**BACAAN PILIHAN**

****

Siasat Pemerintah Korea Selatan usai Banyak Warganya Meninggal Kesepian
RIAU24.COM - Masalah kesepian menjadi isu nasional di Korea Selatan selama sedekade terakhir karena kasusnya terus meningkat. Banyak orang menarik diri dari dunia luar dan menghabiskan waktunya di rumah selama berbulan-bulan.
Untuk mengatasinya, Pemerintah Kota Seoul, Korea Selatan, telah menyiapkan program untuk mengatasi 'epidemi kesepian' ini. Diketahui, rencana program tersebut disiapkan dengan dana sebesar 451,3 miliar won atau sekitar Rp 5 triliun.
Seperti yang diketahui, ribuan warga Korea Selatan yang kebanyakan adalah pria paruh baya meninggal dunia dalam kesendirian setiap tahunnya. Terkadang, butuh waktu berhari-hari hingga beberapa minggu untuk menemukan jasad mereka, karena terpisah dari keluarga dan kerabatnya.
Dalam bahasa Korea, fenomena tersebut dikenal sebagai 'godoksa' atau kematian karena kesepian.
Selama lima tahun ke depan, program ini bakal menyediakan konselor masalah kesepian yang dapat dihubungi 24 jam setiap hari, termasuk kunjungan dan konsultasi tatap muka.
"Kesepian dan kesendirian bukan hanya masalah individu, tetapi tugas yang harus diselesaikan masyarakat bersama-sama," beber Walikota Seoul Oh Se-hoon, yang dikutip dari CNN.
Selain itu, Seoul juga berencana mengadakan layanan psikologis dan memperluas Ruang Terbuka Hijau (RTH), serta menyediakan makanan bergizi untuk warga paruh baya dan lanjut usia. Berbagai kegiatan juga akan disediakan untuk mendorong orang bersosialisasi, seperti berkebun, olahraga, dan lain-lain.
Alasan Orang Korsel Begitu Kesepian
Kasus kesepian ini semakin marak di Korea Selatan. Pada tahun 2022, diperkirakan ada 244.000 orang yang menyendiri di sana.

****

**DATA**
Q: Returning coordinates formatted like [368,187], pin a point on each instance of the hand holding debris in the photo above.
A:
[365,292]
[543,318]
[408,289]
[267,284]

****

**SOAL**
Lanjutkan artikel tentang kesepian di Korea Selatan, mulai dari kalimat sesudah kalimat terakhirnya.

**JAWABAN**
Akibatnya, dari data Kementerian Kesehatan dan Kesejahteraan diketahui jumlah kematian karena kesepian meningkat hingga mencapai 3.661 kasus tahun lalu. Lebih dari 84 persen kasus kematian karena kesepian adalah laki-laki, dengan usia 50-an sampai 60-an tahun yang paling rentan mengalaminya.
Menurut pakar, fenomena kesepian di Korsel bisa dikaitkan dengan budaya-budaya tertentu di sana. Profesor psikologi di Universitas Myongji, An Soo-jung, menjelaskan bahwa orang-orang di Korsel bisa kesepian saat merasa tidak cukup berharga untuk masyarakat atau tak memiliki tujuan hidup.
Beberapa warga generasi milenial dan Z juga sangat gencar memberikan kritik, tetapi terlalu kritis terhadap diri sendiri dan takut gagal. Dalam budaya Korea yang menekankan orientasi relasional, orang-orang ingin berkontribusi dalam hubungannya dengan orang lain.
"Oleh karena itu, warga Korea Selatan mungkin memiliki kehidupan sosial, tetapi merasa kesepian setelah membandingkan diri mereka dengan orang lain," jelas An.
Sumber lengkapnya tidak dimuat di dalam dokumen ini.